## Instructions for the task
Copy out the lines of the records word for word, starting at the line that contains "[point] penalty area" and ending at the last line of the records.
- - - -
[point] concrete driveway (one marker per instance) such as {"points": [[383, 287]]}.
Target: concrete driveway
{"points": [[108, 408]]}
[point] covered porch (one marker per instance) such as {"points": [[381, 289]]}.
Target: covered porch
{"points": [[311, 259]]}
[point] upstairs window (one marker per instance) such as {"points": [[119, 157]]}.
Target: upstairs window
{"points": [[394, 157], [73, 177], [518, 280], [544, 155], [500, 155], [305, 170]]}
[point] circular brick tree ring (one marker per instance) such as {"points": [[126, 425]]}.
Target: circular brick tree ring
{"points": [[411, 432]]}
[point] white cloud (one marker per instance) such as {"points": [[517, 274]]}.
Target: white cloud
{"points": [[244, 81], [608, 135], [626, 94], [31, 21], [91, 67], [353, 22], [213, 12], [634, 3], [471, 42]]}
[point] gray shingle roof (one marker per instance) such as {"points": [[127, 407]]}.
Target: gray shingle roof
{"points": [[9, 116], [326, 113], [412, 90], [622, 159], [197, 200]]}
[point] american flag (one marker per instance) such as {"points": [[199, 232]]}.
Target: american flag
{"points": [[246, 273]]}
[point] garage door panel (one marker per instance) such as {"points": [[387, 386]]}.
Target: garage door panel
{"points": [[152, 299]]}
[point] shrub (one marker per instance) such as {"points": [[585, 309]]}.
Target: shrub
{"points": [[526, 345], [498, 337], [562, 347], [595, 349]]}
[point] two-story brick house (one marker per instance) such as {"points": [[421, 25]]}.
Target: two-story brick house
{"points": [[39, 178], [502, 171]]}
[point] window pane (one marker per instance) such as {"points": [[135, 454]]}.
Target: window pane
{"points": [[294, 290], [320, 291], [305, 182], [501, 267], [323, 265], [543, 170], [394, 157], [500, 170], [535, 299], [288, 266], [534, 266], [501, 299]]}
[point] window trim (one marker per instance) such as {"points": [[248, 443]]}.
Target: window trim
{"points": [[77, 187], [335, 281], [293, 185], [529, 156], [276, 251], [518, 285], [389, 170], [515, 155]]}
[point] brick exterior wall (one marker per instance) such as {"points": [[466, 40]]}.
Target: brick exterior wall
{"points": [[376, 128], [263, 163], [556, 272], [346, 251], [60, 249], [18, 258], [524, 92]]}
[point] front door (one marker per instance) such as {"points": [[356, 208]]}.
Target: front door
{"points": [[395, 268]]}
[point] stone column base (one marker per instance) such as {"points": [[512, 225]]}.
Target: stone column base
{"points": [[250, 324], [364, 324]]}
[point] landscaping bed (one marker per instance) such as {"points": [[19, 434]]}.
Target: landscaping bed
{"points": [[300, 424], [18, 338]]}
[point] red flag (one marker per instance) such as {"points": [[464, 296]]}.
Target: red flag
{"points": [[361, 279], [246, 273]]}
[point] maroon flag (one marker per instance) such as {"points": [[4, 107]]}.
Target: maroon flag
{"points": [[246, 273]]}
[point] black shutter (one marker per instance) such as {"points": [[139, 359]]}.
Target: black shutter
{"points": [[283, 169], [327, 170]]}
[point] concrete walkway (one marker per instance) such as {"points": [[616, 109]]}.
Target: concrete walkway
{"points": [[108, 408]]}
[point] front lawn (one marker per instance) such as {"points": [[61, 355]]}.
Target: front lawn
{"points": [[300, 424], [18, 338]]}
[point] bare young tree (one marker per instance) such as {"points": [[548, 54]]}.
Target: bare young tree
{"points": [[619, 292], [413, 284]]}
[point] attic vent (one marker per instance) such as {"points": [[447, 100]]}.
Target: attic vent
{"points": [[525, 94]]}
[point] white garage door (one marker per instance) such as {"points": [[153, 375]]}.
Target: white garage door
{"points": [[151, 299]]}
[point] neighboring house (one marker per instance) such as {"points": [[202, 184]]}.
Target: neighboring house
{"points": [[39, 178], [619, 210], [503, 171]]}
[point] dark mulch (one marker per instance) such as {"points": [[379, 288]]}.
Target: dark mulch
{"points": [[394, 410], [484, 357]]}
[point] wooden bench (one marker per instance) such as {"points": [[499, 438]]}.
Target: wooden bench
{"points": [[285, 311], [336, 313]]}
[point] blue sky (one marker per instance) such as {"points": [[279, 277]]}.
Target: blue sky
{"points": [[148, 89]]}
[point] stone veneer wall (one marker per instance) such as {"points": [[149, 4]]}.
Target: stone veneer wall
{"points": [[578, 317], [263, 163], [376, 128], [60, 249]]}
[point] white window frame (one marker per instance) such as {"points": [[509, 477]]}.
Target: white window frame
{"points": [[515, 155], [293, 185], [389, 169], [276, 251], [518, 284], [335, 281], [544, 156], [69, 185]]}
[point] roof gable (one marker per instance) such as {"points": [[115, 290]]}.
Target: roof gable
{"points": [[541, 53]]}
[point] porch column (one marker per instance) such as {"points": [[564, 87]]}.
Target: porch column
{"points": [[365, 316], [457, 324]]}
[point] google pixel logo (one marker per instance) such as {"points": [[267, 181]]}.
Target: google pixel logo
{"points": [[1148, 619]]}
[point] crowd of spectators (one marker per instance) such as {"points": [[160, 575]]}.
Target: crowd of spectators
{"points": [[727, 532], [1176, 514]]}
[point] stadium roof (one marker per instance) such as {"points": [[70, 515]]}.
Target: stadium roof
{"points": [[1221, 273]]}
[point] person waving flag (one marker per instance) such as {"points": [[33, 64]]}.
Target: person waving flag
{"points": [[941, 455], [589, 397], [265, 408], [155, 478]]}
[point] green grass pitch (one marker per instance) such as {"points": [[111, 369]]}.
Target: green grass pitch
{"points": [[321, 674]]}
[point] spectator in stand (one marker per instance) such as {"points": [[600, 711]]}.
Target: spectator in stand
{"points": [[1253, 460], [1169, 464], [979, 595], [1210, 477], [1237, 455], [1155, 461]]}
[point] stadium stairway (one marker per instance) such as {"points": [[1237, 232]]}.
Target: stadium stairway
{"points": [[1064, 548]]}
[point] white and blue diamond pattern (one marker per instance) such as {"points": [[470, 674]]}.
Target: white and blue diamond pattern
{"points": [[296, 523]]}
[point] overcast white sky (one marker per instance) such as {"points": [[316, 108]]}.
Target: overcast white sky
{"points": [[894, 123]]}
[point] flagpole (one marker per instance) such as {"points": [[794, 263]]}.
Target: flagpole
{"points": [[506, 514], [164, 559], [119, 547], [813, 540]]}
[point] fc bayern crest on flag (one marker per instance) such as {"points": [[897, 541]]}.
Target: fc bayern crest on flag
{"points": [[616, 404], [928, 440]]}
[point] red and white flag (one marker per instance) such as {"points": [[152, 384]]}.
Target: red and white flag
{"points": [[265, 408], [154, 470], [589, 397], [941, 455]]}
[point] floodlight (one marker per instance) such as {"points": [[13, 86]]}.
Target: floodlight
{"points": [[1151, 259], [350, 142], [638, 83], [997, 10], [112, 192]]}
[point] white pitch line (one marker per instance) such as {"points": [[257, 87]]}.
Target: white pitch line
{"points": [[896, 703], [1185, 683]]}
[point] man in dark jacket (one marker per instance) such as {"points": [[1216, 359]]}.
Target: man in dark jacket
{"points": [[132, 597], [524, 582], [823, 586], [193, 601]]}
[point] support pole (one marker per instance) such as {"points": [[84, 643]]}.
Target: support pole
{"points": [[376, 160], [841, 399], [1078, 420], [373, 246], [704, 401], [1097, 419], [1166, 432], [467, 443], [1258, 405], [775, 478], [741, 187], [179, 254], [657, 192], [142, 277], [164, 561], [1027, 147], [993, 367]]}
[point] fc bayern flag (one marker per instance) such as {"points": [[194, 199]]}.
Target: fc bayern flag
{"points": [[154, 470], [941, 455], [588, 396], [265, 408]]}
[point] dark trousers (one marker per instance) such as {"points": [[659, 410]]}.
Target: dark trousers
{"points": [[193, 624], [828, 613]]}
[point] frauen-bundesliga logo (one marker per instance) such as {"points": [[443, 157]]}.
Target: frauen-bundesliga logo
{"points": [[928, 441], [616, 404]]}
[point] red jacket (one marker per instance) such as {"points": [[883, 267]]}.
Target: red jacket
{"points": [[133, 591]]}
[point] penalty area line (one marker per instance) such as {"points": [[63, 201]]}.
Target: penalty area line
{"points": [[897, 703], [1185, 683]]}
- - - -
## Final result
[point] penalty area line (one marker per instance) such as {"points": [[63, 201]]}.
Target: penalty area line
{"points": [[897, 703], [1185, 683]]}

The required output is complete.